> **ИСХОДНЫЙ ОТРЫВОК**:
○ ○ ○ ○
Арриги полагает, что такой механизм, с одной стороны, возникал объективно, но с другой – мог оформиться окончательно лишь при помощи некоего гегемона, то есть государства, прокладывающего дорогу к новым правилам. Таким гегемоном стала в XVII веке Голландия. Во-первых, потому, что «по мере возрастания хаоса за время Тридцатилетней войны нити дипломатии связывались и распутывались в Гааге, а голландские предложения по общей реорганизации европейской системы правления находили все больше сторонников среди европейских правителей, пока, наконец, Испания не оказалась в полной изоляции». А, во-вторых, такое доминирование Голландии оказалось возможным не в силу случайности, а того, что эта страна стала экономическим лидером эпохи. Капиталисты из северных Нидерландов скопили большие капиталы благодаря успешной торговле на Балтике и в других морях, благодаря «обратному налогу» (проще говоря, грабежу), который гёзы взымали с Испании, а также благодаря «мобилизации и перекачиванию избыточного капитала со всей Европы на Амстердамскую биржу и в банковские институты, созданные голландцами для обслуживания биржи».
Голландия стала в концепции Арриги европейским гегемоном, хотя, думается, что этот популярный в марксизме термин не слишком удачен. При всем неоспоримом значении Голландии для формирования новой экономики и новой политики, многие, наверное, усомнились бы в «гегемонизме» страны, обладавшей все же меньшими ресурсами и значительно меньшей военной силой, чем Франция Людовика XIV. И неудивительно, что соседи (особенно, Франция) вскоре смогли поставить преграды на пути голландского «гегемонизма». Меркантилистская торговая политика ударила по доходам, которые голландские купцы извлекали какое-то время из сравнительно свободной торговли. А это ограничило как богатства маленькой европейской страны, так и ее влияние на межгосударственную систему. Все европейские государства стали учиться у голландцев и подражать им в экономике, закрывая одновременно им торговые пути с помощью таможенных пошлин.
Когда дело дошло до того, что голландцы перестали «заказывать музыку» в европейском «концерте», межгосударственная система вновь вошла в состояние хаоса, преодолеть который, по мнению Арриги, мог лишь новый гегемон. Им стала к XIX веку Великобритания. Созданная британцами система, которую можно назвать «фритредерским империализмом, была системой правления, одновременно продолжавшей и вытеснявшей Вестфальскую систему».
Великобритания стала доминирующей в экономике европейской державой благодаря промышленному перевороту и связанному с ним (а также с эксплуатацией колоний) быстрому развитию экономики и накоплению капитала.
По сути дела, Британия оказалась своеобразной всемирной мастерской, а Лондон постепенно сменил Амстердам в качестве мирового финансового центра. Для своего времени Британия, конечно, была больше похожа на гегемона, чем Голландия для своего. Но все равно, думается, анализ проблемы в подобных терминах не вполне корректен.
○ ○ ○ ○
> **ИСХОДНЫЕ ДАННЫЕ**:
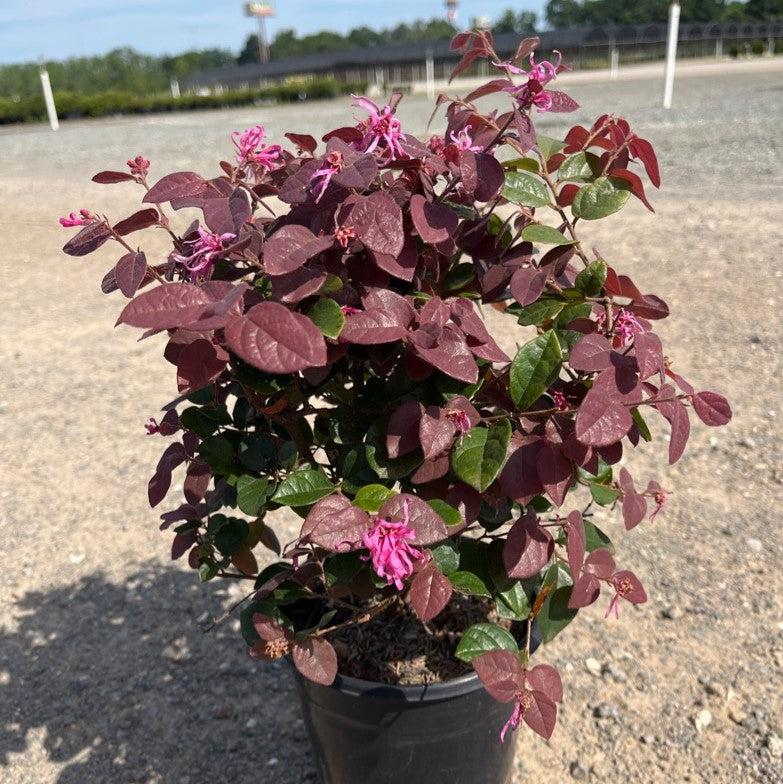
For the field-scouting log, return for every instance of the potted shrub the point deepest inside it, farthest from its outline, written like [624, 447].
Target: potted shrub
[332, 358]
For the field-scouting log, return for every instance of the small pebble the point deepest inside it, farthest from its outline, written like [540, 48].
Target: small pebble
[593, 666]
[702, 720]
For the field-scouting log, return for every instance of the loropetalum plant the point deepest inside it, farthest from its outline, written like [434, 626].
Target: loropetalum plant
[331, 358]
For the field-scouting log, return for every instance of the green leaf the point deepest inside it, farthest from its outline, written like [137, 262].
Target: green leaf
[538, 312]
[327, 315]
[548, 146]
[600, 198]
[534, 368]
[591, 279]
[604, 495]
[478, 457]
[555, 614]
[446, 556]
[644, 431]
[524, 188]
[340, 569]
[596, 539]
[468, 583]
[251, 494]
[372, 497]
[218, 453]
[231, 536]
[580, 167]
[544, 235]
[526, 164]
[447, 513]
[483, 637]
[302, 488]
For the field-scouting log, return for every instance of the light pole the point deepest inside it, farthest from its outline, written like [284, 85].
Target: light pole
[671, 53]
[261, 11]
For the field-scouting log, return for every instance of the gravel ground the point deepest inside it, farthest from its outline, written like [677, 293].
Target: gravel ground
[104, 676]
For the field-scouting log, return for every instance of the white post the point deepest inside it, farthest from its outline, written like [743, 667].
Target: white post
[51, 110]
[671, 54]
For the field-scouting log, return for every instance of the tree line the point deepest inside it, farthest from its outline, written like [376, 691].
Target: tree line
[129, 71]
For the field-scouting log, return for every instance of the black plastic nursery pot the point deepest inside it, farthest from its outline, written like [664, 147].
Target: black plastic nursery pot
[372, 733]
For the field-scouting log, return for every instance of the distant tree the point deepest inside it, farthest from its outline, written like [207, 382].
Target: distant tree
[512, 22]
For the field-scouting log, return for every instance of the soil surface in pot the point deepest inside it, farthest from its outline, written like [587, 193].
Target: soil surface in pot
[396, 647]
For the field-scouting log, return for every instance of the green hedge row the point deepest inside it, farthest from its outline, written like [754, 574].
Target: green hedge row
[74, 105]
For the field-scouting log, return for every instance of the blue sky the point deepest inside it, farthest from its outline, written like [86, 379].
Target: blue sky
[56, 29]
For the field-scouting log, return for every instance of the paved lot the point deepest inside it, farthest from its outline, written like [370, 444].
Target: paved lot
[104, 676]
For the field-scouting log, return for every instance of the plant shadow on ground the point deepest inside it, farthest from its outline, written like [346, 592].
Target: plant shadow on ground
[127, 689]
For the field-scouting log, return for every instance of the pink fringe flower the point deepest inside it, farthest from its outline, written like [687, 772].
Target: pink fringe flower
[392, 556]
[532, 92]
[205, 249]
[381, 130]
[626, 586]
[84, 218]
[464, 142]
[460, 420]
[139, 166]
[333, 163]
[626, 326]
[252, 150]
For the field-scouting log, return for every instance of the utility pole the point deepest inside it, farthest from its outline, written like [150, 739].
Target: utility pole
[261, 11]
[51, 109]
[671, 53]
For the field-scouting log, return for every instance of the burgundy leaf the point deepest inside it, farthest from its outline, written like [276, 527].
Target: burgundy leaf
[404, 265]
[527, 285]
[501, 674]
[555, 472]
[713, 409]
[316, 659]
[436, 432]
[429, 593]
[272, 338]
[334, 523]
[377, 221]
[541, 714]
[649, 353]
[528, 548]
[600, 420]
[681, 429]
[142, 219]
[167, 306]
[90, 238]
[423, 519]
[546, 679]
[199, 363]
[435, 223]
[175, 186]
[129, 272]
[402, 432]
[591, 353]
[110, 177]
[290, 247]
[450, 355]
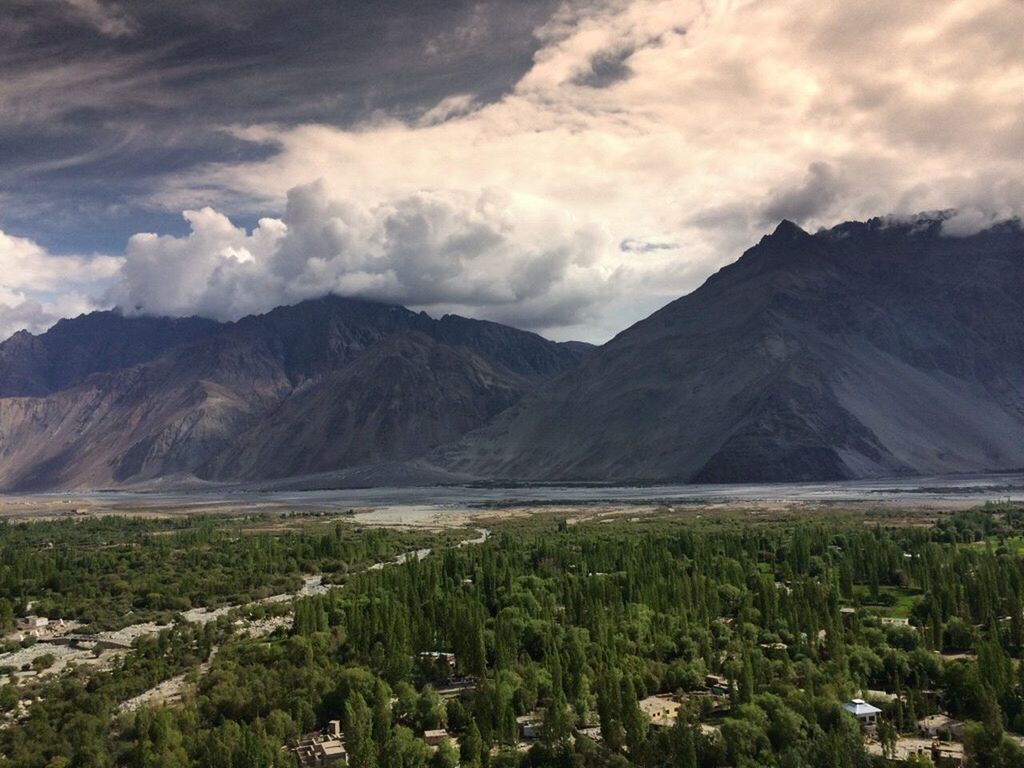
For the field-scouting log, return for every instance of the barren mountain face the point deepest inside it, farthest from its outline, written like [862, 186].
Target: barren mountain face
[318, 386]
[867, 349]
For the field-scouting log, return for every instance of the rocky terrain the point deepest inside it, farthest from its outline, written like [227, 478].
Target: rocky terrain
[868, 349]
[105, 400]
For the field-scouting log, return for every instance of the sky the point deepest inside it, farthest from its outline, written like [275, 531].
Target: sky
[562, 167]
○ ○ ○ ○
> **ЗАДАНИЕ 1**:
Пожалуйста, выпишите из отрывка о гегемонии Голландии и Британии фрагмент от слов «Когда дело дошло» до слов «и накоплению капитала.».
> **ЗАДАНИЕ 2**:
Продолжите отрывок о гегемонии Голландии и Британии, начиная сразу после его последнего предложения.

> **ОЖИДАЕМЫЙ ОТВЕТ 1**:
Когда дело дошло до того, что голландцы перестали «заказывать музыку» в европейском «концерте», межгосударственная система вновь вошла в состояние хаоса, преодолеть который, по мнению Арриги, мог лишь новый гегемон. Им стала к XIX веку Великобритания. Созданная британцами система, которую можно назвать «фритредерским империализмом, была системой правления, одновременно продолжавшей и вытеснявшей Вестфальскую систему».
Великобритания стала доминирующей в экономике европейской державой благодаря промышленному перевороту и связанному с ним (а также с эксплуатацией колоний) быстрому развитию экономики и накоплению капитала.

> **ОЖИДАЕМЫЙ ОТВЕТ 2**:
Многие историки, изучающие военное дело, скажут, конечно, о гегемонизме Франции во времена Наполеона, причем не только из-за личного влияния полководца и императора, а в первую очередь из-за того, что у него появилась армия совершенно нового типа, основанная на всенародном ополчении. Британии нужно было участвовать в международных альянсах для того, чтобы такой армии противостоять.
При этом в целом Арриги четко демонстрирует, как из экономического лидерства англичан возникает массовый интерес к свободной торговле, приходящей на смену меркантилизму, и как образуется новая система межгосударственных отношений.
В целом влияние Великобритании после поражения Наполеона было, бесспорно, больше, чем мощь ее государственного аппарата и армии. «Расширение и замена Вестфальской системы британским фритредерским империализмом… показывает, что формирование и экспансия капиталистического мира-экономики означает не столько замену, сколько продолжение другими, более действенными средствами имперской экспансии досовременной эпохи».
Но вот вопрос: империализм – империализмом, однако ведь именно в эту эпоху в западном мире становится все больше разнообразных свобод, как экономических, так и политических. Корректно ли называть фритредерство продолжением экспансии досовременной эпохи? Не пытается ли Арриги «подогнать» сложность развития общества под свой довольно левый взгляд на «долгий двадцатый век»?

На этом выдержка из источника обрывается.